* TASK PROMPT: Please copy out the entries below exactly, beginning with the line that contains "Target: x close button" and ending with the line that contains "Target: orange traffic cone", and include nothing outside that span.

╭─ PROVIDED RECORDS

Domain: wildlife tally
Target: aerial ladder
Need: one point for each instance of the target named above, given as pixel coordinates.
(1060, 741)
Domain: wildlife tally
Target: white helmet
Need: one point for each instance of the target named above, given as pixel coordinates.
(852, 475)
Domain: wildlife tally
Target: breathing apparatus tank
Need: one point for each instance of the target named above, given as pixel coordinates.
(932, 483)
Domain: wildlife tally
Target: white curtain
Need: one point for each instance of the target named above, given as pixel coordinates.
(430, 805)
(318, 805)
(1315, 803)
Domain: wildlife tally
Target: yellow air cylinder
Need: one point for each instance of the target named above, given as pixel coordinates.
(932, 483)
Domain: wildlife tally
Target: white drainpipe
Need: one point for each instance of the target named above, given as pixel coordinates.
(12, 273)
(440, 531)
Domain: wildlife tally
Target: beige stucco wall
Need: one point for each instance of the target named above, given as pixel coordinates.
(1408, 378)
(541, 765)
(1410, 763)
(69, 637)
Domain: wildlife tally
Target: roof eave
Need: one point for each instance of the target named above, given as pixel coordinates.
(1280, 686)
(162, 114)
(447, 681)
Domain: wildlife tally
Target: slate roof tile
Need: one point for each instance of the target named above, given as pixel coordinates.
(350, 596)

╰─
╭─ PROVIDED RECORDS

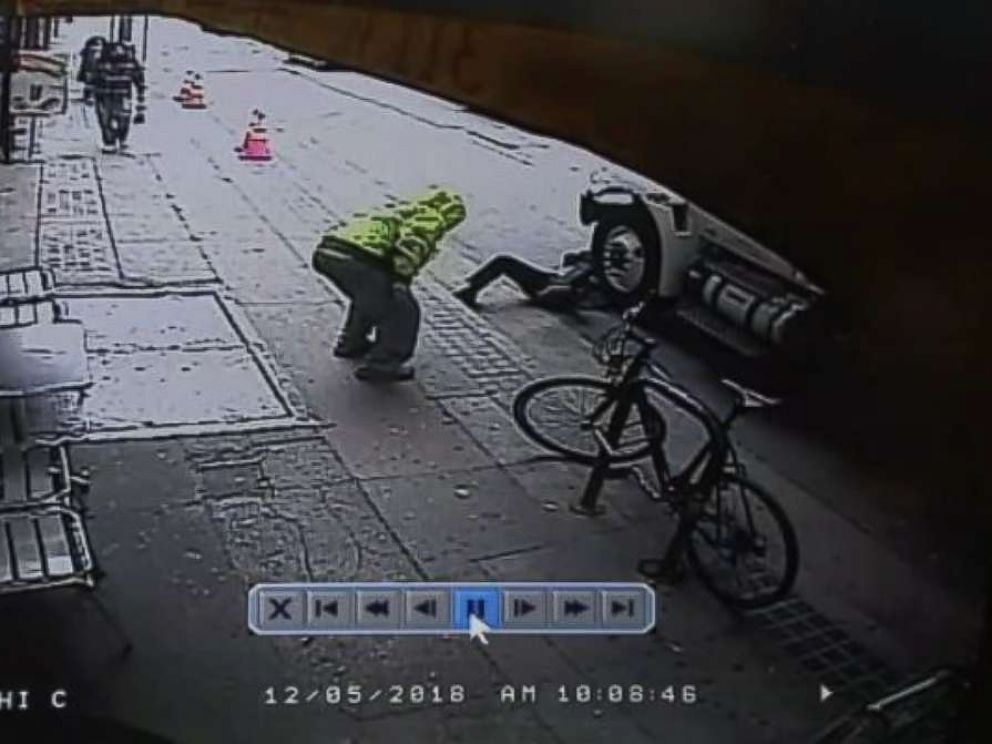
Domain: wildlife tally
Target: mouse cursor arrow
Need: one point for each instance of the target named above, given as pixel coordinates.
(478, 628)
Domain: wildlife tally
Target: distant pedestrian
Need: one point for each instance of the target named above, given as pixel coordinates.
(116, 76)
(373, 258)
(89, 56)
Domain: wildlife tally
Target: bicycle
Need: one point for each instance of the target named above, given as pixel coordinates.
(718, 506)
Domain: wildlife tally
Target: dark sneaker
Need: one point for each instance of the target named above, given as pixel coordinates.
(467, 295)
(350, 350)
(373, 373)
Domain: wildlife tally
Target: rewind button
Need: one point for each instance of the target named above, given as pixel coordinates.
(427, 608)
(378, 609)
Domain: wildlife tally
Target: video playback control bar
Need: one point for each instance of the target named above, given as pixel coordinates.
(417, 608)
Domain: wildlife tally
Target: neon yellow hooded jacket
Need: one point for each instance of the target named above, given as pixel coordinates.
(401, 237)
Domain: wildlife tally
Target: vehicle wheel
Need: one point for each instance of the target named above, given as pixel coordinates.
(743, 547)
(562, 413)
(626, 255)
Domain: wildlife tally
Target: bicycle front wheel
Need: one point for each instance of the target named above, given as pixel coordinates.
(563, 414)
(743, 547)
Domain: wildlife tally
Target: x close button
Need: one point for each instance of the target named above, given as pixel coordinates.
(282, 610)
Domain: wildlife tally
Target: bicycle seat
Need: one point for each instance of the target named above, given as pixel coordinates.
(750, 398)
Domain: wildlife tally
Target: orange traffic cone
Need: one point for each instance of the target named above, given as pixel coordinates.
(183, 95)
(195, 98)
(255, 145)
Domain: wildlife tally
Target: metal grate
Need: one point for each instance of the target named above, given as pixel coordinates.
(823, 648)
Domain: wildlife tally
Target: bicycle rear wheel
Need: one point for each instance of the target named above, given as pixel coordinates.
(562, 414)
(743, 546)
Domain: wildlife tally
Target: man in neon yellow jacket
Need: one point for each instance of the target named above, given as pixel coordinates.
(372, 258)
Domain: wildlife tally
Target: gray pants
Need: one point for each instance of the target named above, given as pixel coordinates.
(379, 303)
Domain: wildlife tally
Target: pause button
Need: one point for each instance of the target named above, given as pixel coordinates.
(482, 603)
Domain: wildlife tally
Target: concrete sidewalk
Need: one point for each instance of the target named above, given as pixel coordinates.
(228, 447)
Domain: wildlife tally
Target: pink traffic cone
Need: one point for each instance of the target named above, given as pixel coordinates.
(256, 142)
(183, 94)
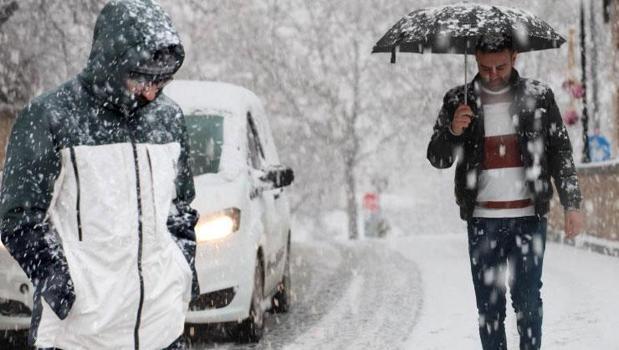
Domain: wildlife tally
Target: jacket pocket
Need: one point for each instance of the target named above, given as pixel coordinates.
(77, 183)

╰─

* ANSWER FOR THIS EXERCISE:
Target: x close button
Need: one point for each instance of the target named above, given as pixel coordinates.
(282, 610)
Domain: wildlife tally
Target: bicycle seat
Need: one point for each instance of the target named above, given as pixel coordinates.
(750, 398)
Domain: wildlife tally
Target: orange traffic cone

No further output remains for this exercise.